→ **练习任务**: 在下面这篇关于用 VBA 提取网页表格数据的帖子中，代码里用 Dim 声明了哪些变量？请列出全部变量名。

→ **阅读文本**:
---*---

首页 > 解决方案 > 如何使用 vba 从网站表中提取数据

问题描述

我在编写将从网页中提取数据的代码时遇到问题。代码的第一部分运行良好,但第二部分我无法正确编写以从站点的表中提取数据。问题是“td”标签,我需要“td”标签中包含的数据,全部或部分。我尝试了很多方法,但都没有成功。任何人都可以帮助我从表中提取这些数据的代码吗?

这是我的代码:

Sub provera_TR_klijenta()

    'check in References: _
    Microsoft Internet Controls _
    Microsoft HTML Object Library
    
    Dim objIE As InternetExplorer 'special object variable representing the IE browser
    Dim aEle As HTMLLinkElement 'special object variable for an <a> (link) element
    
    Dim ieDoc As MSHTML.HTMLDocument
    Dim iframeDoc As MSHTML.HTMLDocument
    
    'initiating a new instance of Internet Explorer and asigning it to objIE
    Set objIE = New InternetExplorer
    
    'make IE browser visible (False would allow IE to run in the background)
    objIE.Visible = True
    objIE.Width = 1000
    objIE.Height = 800
    
    'navigate IE to this web page (a pretty neat search engine really)

---*---

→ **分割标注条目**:
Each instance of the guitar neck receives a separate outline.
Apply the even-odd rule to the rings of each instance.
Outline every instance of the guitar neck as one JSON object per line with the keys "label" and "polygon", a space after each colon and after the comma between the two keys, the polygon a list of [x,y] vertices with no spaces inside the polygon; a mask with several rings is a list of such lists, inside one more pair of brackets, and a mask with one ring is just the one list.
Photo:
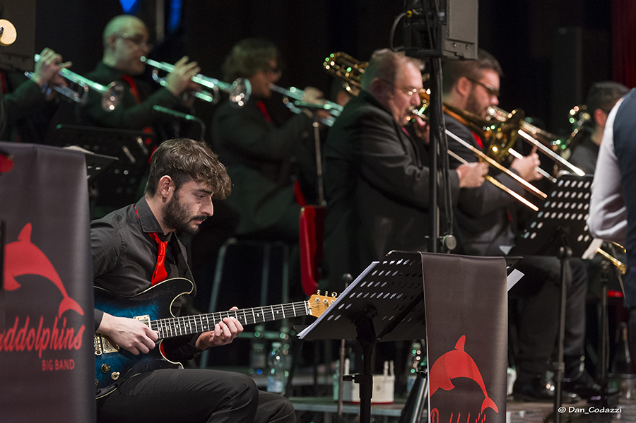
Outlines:
{"label": "guitar neck", "polygon": [[159,333],[160,339],[165,339],[213,330],[214,326],[226,317],[235,317],[242,326],[245,326],[283,318],[307,316],[310,314],[310,309],[309,303],[306,301],[301,301],[242,310],[229,310],[218,313],[161,318],[151,321],[150,328]]}

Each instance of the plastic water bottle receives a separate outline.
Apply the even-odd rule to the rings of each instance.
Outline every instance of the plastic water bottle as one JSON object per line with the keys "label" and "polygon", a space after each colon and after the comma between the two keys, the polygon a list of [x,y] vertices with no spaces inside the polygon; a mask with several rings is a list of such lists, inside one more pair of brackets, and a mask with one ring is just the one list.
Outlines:
{"label": "plastic water bottle", "polygon": [[287,374],[285,369],[285,357],[283,357],[283,345],[271,343],[271,352],[267,357],[269,371],[267,374],[267,392],[282,393],[285,390]]}
{"label": "plastic water bottle", "polygon": [[420,342],[413,342],[411,351],[406,361],[406,394],[411,392],[416,380],[418,379],[418,371],[420,365],[422,364],[422,345]]}

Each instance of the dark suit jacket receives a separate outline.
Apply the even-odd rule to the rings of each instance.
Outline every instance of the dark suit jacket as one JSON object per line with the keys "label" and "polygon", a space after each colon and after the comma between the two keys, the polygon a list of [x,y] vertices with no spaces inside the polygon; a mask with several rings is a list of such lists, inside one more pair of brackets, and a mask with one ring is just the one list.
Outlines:
{"label": "dark suit jacket", "polygon": [[[343,273],[355,278],[391,250],[425,250],[429,169],[421,141],[362,91],[329,131],[324,155],[329,290],[341,292]],[[450,181],[456,202],[457,172]]]}
{"label": "dark suit jacket", "polygon": [[40,86],[23,75],[7,74],[9,93],[4,95],[6,127],[0,139],[42,143],[59,107],[59,99],[46,101]]}
{"label": "dark suit jacket", "polygon": [[76,109],[80,124],[88,126],[117,128],[119,129],[141,130],[155,124],[165,122],[165,115],[153,110],[153,106],[163,106],[168,109],[175,109],[179,106],[178,98],[166,88],[161,88],[151,93],[151,88],[146,84],[135,79],[137,90],[142,102],[137,104],[134,95],[130,91],[130,86],[122,81],[122,71],[100,62],[94,71],[86,76],[93,81],[107,85],[113,81],[119,81],[124,85],[122,101],[114,110],[107,112],[102,107],[102,97],[94,90],[88,93],[88,101],[86,105],[78,105]]}
{"label": "dark suit jacket", "polygon": [[212,142],[232,179],[226,201],[240,215],[238,234],[298,242],[300,206],[294,198],[292,161],[311,124],[303,113],[277,127],[254,97],[241,108],[226,101],[215,112]]}
{"label": "dark suit jacket", "polygon": [[[471,131],[454,118],[444,114],[446,129],[473,147],[481,148]],[[470,150],[448,137],[449,150],[469,162],[477,161]],[[451,169],[461,163],[449,156]],[[510,176],[500,173],[495,179],[517,193],[524,196],[525,190]],[[507,210],[514,209],[519,202],[514,197],[488,181],[479,188],[462,188],[459,192],[455,220],[459,227],[459,238],[464,253],[471,256],[502,256],[502,245],[513,245],[514,232]],[[523,206],[524,207],[524,206]]]}

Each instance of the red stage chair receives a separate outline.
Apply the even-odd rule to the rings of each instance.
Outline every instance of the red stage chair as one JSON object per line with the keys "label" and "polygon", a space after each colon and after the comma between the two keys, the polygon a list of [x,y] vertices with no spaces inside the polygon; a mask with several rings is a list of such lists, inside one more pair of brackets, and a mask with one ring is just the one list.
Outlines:
{"label": "red stage chair", "polygon": [[300,280],[307,296],[316,293],[322,276],[324,210],[324,205],[305,205],[300,209]]}

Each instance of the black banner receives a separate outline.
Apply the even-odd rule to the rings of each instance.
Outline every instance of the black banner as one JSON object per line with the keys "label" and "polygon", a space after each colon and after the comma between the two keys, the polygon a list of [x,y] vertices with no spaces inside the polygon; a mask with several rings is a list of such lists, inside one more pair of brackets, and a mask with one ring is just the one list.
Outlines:
{"label": "black banner", "polygon": [[81,153],[0,143],[4,222],[0,421],[95,420],[93,306]]}
{"label": "black banner", "polygon": [[505,422],[503,258],[422,254],[431,423]]}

---*---

→ **任务解答**: objIE、aEle、ieDoc、iframeDoc